#### [WORK TO BE COMPLETED]
Would you please output all the records exactly as given? Pictures should not appear in the copy.

#### [INFORMATION SHOWN]
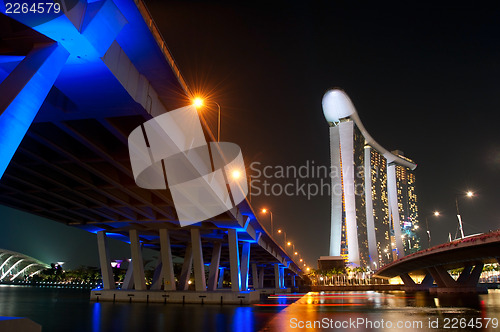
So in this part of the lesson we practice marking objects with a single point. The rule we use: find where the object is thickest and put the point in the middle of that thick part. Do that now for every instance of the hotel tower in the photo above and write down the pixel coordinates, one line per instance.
(374, 214)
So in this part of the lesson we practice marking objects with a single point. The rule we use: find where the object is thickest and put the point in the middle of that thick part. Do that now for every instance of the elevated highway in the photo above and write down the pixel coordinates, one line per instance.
(73, 87)
(432, 264)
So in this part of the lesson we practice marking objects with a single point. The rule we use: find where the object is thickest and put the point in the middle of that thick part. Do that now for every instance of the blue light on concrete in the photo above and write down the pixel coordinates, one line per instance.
(23, 92)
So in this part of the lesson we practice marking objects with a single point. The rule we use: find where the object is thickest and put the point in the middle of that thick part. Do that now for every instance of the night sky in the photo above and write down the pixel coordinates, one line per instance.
(424, 81)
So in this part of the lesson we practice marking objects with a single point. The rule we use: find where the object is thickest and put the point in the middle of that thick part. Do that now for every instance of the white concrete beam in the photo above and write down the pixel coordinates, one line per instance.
(214, 267)
(108, 281)
(255, 276)
(137, 262)
(167, 271)
(234, 260)
(186, 268)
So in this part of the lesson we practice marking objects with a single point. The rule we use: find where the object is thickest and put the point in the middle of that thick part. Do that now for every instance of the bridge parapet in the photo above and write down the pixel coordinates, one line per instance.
(433, 263)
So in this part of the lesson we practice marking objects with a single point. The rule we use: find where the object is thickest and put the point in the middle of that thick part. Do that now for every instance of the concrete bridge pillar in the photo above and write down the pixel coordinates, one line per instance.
(282, 277)
(167, 271)
(214, 267)
(234, 260)
(137, 262)
(467, 280)
(245, 262)
(261, 277)
(277, 276)
(255, 276)
(108, 281)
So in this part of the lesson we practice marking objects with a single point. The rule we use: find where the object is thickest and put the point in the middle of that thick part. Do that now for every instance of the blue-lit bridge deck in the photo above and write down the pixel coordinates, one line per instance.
(73, 87)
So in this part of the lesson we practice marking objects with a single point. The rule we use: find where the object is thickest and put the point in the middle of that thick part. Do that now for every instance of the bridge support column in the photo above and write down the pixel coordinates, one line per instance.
(214, 267)
(23, 93)
(255, 276)
(108, 281)
(234, 260)
(466, 282)
(199, 265)
(245, 262)
(167, 271)
(137, 262)
(277, 275)
(186, 268)
(392, 195)
(407, 280)
(157, 277)
(128, 281)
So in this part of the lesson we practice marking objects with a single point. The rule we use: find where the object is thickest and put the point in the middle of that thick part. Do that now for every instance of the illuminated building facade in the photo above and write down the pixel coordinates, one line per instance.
(374, 205)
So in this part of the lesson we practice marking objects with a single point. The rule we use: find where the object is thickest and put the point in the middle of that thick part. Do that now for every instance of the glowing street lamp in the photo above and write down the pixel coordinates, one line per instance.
(236, 174)
(284, 234)
(436, 214)
(199, 102)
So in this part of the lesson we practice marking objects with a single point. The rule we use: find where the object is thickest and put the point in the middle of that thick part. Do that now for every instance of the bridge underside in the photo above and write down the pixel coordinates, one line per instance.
(66, 110)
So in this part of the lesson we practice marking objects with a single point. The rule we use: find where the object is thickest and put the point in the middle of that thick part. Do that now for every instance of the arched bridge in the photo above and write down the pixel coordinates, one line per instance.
(14, 265)
(433, 264)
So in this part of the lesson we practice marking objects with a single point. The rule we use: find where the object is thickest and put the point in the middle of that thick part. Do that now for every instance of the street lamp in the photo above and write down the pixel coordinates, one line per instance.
(468, 194)
(271, 214)
(199, 102)
(284, 234)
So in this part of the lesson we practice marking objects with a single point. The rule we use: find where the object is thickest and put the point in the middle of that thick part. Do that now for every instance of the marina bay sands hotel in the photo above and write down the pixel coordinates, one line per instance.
(374, 216)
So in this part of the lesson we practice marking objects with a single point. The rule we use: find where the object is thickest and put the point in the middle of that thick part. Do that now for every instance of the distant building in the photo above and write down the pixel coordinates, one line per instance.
(374, 205)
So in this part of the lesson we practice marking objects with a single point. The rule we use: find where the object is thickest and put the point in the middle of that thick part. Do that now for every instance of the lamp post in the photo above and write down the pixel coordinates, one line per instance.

#### [RESULT BELOW]
So in this part of the lesson we practice marking objects with a single point. The rule we use: find where the object is thickest and put the point in the middle of that thick part. Do that now for every instance of the hotel tower in the photo above and write down the pixel coordinates, one line per instance.
(374, 214)
So in this part of the lesson we practice marking objects with a single point. The rule we use: find where the object is thickest and put the point in the middle of that thick part. Do that now for every instance of the elevated highway in the photo above and write down the pixel coordinates, one line per instance.
(73, 87)
(432, 264)
So in this part of the lesson we practice marking objects with a single point. The rule we use: find where the object is thickest and put the point in the middle of that thick part. Do that now for every instance of the blue light on concrete in the photo above and write down the pixel coordinates, one line per instance.
(23, 92)
So in this part of the lesson we practice marking objects with a single point. The rule we use: find where the object is thickest and put the point in the middle of that thick part. Do that now for every instance of the night sky in the photo above and write down the pixel coordinates, one line per instance.
(424, 81)
So in this part of the lesson we practice marking objects with a single point. The rule we use: find where the object is thickest and put the point in the middle of that thick part. Do that now for every instance of the white concrete beam in the photo above and write down the pixel coordinates, one line per instance.
(214, 267)
(108, 281)
(255, 276)
(137, 262)
(167, 271)
(234, 260)
(186, 268)
So in this part of the lesson we practice marking objects with a single point. The rule we use: find where the object is thickest and put the point in the middle of that thick part. Do that now for every instance of the bridge parapet in the photo above and write down the pixel coordinates, one line per instance.
(433, 263)
So in this part of the lesson we practice marking objects with a single point. The rule we use: find where the object is thickest and put the point in the middle of that thick part. Do that now for every instance of the concrete bridge pillar in the photo above and write down the pixel coordinates, one line per instance.
(282, 277)
(167, 271)
(214, 267)
(234, 260)
(137, 262)
(467, 280)
(245, 262)
(261, 277)
(277, 276)
(255, 276)
(108, 281)
So in this part of the lesson we practice marking objects with a single point. The rule we use: find where the object is thickest and put the point in the middle of that thick part. Do that now for every instance of the blue-lit bridge deck in the photo above and write down the pixel coordinates, one line per instance.
(73, 87)
So in this part of the lesson we practice marking objects with a single point. The rule we use: find where the object is thickest and put the point in the middle of that thick part. Do that now for every instance of the bridge support column in the photo above and write down the pixel coordinates, one line per instance.
(214, 267)
(23, 93)
(255, 276)
(108, 281)
(234, 260)
(466, 282)
(199, 265)
(245, 262)
(167, 271)
(137, 262)
(277, 275)
(186, 268)
(392, 195)
(407, 280)
(157, 277)
(128, 281)
So in this part of the lesson we practice marking objects with a single point. The rule we use: find where the object is thickest and put the point in the middle of that thick part. Do that now for every instance of the illuminated building facade in the photo above and write down the pixel coordinates, one line per instance.
(374, 205)
So in this part of the lesson we practice marking objects with a single point. The rule we use: find where the object is thickest and put the point in the middle of that thick part. Do that now for every instance of the glowing street lamp in the photo above and write down the pixel coordinates, one line per instance.
(236, 174)
(284, 234)
(436, 214)
(199, 102)
So in this part of the lesson we practice marking objects with a single point. The rule we use: find where the object is thickest and put the point in the middle of that thick part. Do that now for every instance of the bridge underside in the photo above and write down the pixel coordinates, one line per instance.
(66, 110)
So in this part of the lesson we practice marking objects with a single point. The rule we use: find where the object is thickest and put the point in the middle of that thick part. Do that now for every instance of the arched bridge in the photo above and write down the pixel coordinates, one line per instance.
(14, 265)
(433, 264)
So in this part of the lesson we practice marking objects with a single point. The rule we use: find where the object is thickest and put the point in the middle of that thick part. Do that now for every instance of the street lamp in the photo above and write down the pixel coordinates, one line per instance.
(468, 194)
(271, 214)
(199, 102)
(284, 234)
So in this part of the lesson we practice marking objects with a single point. The rule we use: find where the object is thickest and put the point in the middle of that thick part. Do that now for every instance of the marina bay sands hotel in the photo above and write down the pixel coordinates, one line per instance.
(374, 216)
So in this part of the lesson we practice marking objects with a single point. The rule we use: find where the object is thickest and put the point in the middle of that thick part. Do that now for every instance of the distant building in the photo above and write down the pixel coordinates, one line per instance.
(374, 205)
So in this part of the lesson we practice marking objects with a single point. The rule we use: find where the object is thickest and put the point in the middle of that thick part. Do that now for every instance of the lamp post in the photo above and write down the pixel coordinates, one line per instance.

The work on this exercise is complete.